- _Listing_:
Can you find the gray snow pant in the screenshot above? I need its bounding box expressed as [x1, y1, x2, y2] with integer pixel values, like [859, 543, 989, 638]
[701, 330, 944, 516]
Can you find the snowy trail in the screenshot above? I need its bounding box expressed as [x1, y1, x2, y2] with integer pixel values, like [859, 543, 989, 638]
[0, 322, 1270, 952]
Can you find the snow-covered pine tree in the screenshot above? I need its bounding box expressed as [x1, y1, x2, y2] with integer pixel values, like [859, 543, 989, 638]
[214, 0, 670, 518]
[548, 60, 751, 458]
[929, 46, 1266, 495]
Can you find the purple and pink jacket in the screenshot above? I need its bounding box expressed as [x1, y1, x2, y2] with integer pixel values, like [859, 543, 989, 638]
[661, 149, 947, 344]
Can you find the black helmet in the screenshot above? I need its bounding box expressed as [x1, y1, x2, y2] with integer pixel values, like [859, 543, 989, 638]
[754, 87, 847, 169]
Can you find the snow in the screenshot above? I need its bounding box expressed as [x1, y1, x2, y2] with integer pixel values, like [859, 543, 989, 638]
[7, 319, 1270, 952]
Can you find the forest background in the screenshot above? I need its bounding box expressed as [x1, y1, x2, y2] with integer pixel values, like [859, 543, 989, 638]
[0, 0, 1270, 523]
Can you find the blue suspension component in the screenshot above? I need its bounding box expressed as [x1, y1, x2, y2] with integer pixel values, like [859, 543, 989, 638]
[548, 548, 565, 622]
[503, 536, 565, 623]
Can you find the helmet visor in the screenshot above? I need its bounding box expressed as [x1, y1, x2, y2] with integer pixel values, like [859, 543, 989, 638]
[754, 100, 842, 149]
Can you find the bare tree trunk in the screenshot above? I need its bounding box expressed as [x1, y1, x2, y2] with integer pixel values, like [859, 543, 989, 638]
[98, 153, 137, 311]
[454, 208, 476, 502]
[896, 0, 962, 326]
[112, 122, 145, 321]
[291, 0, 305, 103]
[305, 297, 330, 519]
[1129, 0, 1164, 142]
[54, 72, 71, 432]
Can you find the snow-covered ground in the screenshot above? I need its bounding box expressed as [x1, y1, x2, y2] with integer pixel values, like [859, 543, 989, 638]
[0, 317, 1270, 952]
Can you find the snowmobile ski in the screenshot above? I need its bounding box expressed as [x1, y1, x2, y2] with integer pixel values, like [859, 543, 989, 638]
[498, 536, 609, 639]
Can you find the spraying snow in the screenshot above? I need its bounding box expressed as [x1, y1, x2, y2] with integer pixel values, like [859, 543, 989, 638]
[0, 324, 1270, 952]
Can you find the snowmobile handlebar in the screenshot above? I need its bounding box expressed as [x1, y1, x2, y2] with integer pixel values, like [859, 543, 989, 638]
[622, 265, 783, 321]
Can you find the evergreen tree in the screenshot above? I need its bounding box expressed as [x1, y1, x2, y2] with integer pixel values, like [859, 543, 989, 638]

- _What is asked_: Reproduce all of the records above word for word, changing nothing.

- _Result of this task_:
Can you find the gray snow pant in the screenshot above? I need its bounding box expressed as [x1, y1, x2, y2] with integer pixel values, like [859, 543, 989, 638]
[701, 330, 944, 516]
Can you find the snowy trail in the screenshot above? I need its bounding box expressed as [x1, y1, x2, y2] with integer pixel values, like [859, 543, 989, 638]
[0, 322, 1270, 952]
Can you find the snow-covered pine tree in the screenshot above? I need its bounding box expressed as [x1, y1, x2, y2] with integer pixel values, like [859, 543, 989, 638]
[214, 0, 670, 518]
[548, 60, 751, 458]
[929, 46, 1266, 495]
Can you find the purple and pink jacket in the screenshot above? I need its bounding box expressed as [x1, y1, x2, y2] with integer pixel values, like [859, 543, 989, 638]
[661, 149, 947, 344]
Can you find the black helmet in the screenshot above? I need its bounding box expressed as [x1, y1, x2, y2] with integer pixel values, like [859, 543, 989, 638]
[754, 87, 847, 169]
Can you find the snow in the screenshot above? I need its bounding box expressed as [x1, y1, x2, y2] with integer pixel values, like [859, 543, 989, 638]
[7, 319, 1270, 952]
Can you find the forest background in the screenshot above? I need its bounding box expressed as [x1, y1, x2, y2] with integer pixel values, like [859, 543, 989, 638]
[0, 0, 1270, 523]
Can you find the blue suspension component in the screenshot above? I need its bounding box expressed as [x1, y1, x2, y2] with integer pixel values, like [859, 543, 989, 638]
[548, 548, 565, 622]
[503, 536, 565, 623]
Can you find the helmet visor in the screenshot above? I need its bounding box expressed as [x1, y1, x2, y2] with integer pixel values, like [859, 543, 989, 638]
[754, 100, 842, 149]
Can you find the bare tree trunk in the screenshot above? I need its bounding box expressed as [x1, y1, x2, y2] with integer pixel values, like [859, 543, 989, 638]
[98, 153, 137, 311]
[454, 208, 476, 502]
[896, 0, 962, 326]
[112, 122, 145, 321]
[291, 0, 305, 103]
[305, 297, 330, 519]
[1129, 0, 1164, 142]
[54, 72, 71, 432]
Can you find the snow-covered ground in the screenshot above? I need its bounding box expressed as [x1, y1, x2, y2] with integer pixel values, like [859, 543, 989, 638]
[0, 317, 1270, 952]
Can you find the snowmobile ski in the screenshot above? I need its bounding box expressed as [x1, y1, x2, y2] with integer pixel values, like [859, 543, 989, 638]
[498, 536, 609, 639]
Can you find the spraying snow in the screenshot above? I need its bounding box expressed as [x1, y1, x2, y2] with integer pixel values, like [859, 543, 989, 638]
[0, 324, 1270, 952]
Can you find the snowmobile handlebar in the screenshot above? I need its bounding box expressed as [x1, y1, x2, y2] with integer pixel values, like [859, 543, 989, 638]
[622, 265, 783, 321]
Can you find the evergreen tree in the screenshot above? I need its bounding box expressed as [x1, y1, x2, y2] with integer pixel values, like [859, 543, 989, 638]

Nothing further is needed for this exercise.